_The input_
- Opening Delimiter -
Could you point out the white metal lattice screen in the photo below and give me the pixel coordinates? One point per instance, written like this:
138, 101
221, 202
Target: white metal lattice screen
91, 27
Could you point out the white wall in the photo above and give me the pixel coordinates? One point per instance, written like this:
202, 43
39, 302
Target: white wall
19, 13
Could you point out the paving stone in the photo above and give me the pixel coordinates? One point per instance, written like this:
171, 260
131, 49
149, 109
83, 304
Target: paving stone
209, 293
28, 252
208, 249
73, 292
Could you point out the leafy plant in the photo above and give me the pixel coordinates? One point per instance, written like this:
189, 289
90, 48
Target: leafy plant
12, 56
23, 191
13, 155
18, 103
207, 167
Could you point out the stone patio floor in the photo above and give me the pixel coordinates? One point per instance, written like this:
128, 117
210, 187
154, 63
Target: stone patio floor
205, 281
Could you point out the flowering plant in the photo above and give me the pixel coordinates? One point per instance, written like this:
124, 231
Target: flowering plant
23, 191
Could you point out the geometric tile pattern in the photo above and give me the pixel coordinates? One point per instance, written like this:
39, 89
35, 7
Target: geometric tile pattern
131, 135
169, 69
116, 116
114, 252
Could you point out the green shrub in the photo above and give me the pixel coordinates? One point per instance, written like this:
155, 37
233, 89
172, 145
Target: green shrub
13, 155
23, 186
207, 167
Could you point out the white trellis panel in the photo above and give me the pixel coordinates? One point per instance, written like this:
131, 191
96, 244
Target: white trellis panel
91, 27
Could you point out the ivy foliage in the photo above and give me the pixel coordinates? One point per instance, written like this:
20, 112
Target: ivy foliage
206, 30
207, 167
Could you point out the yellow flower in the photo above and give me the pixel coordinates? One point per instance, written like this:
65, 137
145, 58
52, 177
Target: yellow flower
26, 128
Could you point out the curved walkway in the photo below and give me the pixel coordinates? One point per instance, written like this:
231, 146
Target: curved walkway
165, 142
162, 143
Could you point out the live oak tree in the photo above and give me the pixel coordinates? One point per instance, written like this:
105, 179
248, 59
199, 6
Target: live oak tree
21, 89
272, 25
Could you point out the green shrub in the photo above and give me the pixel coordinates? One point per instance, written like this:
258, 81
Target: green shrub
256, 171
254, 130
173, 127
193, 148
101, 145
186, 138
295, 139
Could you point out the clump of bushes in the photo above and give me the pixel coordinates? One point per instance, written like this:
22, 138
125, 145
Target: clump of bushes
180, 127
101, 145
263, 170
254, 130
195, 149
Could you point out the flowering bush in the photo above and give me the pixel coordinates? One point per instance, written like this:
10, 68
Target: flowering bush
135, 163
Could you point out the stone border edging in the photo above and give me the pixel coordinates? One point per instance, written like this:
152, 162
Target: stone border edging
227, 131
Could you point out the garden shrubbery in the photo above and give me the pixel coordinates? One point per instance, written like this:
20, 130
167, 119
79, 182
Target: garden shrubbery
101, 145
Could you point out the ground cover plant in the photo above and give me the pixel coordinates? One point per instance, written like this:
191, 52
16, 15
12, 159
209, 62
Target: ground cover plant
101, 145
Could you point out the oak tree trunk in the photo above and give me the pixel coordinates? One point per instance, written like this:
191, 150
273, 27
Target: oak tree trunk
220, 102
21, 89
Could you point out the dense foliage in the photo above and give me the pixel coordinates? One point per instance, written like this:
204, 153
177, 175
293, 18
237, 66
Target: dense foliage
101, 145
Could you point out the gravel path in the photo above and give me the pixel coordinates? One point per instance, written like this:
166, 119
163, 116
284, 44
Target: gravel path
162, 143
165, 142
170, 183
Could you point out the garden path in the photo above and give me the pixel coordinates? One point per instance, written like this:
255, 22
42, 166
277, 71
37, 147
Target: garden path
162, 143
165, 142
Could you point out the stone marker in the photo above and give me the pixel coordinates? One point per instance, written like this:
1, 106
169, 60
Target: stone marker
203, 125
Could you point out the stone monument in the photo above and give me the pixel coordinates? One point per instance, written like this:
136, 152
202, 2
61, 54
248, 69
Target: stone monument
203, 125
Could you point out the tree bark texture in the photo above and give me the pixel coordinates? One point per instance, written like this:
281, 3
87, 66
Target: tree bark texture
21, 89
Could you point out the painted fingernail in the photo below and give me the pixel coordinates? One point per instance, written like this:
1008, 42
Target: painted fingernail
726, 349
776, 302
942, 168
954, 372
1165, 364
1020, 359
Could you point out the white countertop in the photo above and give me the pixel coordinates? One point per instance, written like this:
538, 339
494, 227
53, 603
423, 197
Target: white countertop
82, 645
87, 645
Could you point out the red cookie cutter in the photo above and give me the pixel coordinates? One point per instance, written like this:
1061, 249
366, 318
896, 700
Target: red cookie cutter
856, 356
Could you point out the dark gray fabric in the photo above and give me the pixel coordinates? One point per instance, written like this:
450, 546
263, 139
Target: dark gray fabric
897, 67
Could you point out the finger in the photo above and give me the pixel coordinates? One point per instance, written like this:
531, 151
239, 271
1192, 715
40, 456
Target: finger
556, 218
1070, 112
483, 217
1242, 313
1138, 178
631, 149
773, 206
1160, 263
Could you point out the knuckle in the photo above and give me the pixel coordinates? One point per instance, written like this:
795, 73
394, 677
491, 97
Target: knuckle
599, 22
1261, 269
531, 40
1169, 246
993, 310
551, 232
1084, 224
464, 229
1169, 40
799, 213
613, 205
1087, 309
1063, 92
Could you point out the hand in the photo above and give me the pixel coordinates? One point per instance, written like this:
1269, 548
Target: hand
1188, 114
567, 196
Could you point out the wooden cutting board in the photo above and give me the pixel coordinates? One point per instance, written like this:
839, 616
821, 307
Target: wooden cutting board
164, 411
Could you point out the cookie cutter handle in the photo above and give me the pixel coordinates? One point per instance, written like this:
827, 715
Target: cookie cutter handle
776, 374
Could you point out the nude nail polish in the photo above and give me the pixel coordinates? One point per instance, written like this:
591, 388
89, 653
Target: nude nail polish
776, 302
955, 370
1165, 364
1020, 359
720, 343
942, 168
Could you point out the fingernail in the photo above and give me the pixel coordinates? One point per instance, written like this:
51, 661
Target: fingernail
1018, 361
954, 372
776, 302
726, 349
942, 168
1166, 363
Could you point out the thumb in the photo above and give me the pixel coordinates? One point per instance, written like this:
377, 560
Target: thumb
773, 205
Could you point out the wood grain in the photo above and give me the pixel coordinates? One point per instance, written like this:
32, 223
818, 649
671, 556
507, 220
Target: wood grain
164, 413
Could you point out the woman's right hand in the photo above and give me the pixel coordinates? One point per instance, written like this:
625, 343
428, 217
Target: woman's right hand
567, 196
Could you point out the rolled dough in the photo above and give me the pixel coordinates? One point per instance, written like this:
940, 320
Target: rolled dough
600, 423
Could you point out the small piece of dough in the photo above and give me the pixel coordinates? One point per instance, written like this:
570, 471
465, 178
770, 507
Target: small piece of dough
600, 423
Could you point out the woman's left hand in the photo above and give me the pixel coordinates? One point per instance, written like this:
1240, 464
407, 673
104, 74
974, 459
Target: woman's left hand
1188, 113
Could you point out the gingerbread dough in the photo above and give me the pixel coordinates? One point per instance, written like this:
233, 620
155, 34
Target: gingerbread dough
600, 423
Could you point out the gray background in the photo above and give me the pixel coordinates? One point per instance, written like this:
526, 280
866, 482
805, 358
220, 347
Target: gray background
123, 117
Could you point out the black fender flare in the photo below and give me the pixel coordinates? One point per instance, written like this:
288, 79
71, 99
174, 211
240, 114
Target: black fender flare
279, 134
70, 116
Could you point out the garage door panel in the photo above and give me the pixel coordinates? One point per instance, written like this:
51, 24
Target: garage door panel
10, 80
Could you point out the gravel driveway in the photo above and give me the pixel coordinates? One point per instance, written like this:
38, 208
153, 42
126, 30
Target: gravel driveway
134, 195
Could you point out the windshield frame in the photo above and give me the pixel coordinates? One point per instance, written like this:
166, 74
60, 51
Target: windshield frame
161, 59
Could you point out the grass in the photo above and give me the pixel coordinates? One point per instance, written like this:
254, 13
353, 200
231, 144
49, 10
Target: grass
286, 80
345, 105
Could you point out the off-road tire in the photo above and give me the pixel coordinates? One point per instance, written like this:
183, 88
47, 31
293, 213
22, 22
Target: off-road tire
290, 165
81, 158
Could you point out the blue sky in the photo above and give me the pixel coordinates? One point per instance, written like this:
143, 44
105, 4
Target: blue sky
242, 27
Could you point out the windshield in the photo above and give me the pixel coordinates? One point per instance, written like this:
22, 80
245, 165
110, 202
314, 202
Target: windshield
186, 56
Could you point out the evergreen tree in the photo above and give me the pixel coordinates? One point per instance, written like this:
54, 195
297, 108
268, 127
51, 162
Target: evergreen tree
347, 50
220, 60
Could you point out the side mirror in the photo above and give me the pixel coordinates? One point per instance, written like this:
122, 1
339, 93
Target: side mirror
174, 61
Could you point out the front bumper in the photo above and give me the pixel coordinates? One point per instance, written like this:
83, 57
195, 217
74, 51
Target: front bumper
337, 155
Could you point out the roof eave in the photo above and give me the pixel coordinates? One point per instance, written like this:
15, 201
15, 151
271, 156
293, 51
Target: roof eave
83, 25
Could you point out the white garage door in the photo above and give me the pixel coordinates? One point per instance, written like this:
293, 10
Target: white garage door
- Closing Delimiter -
_What is required_
Every line from the data above that contains "below" must appear in the answer.

_Solution to the exercise_
Could you point out the white metal lattice screen in the photo below and give me the pixel coordinates? One point per instance, written like this:
Could you point out the curved walkway in the photo below and give me the pixel coordinates? One point per instance, written like this:
Could you point out the painted fingernail in the photo below and give me the pixel coordinates? One point per instance, written like this:
Could you point out the black fender flare in the photo below and give me the pixel coordinates? One point per instance, written like this:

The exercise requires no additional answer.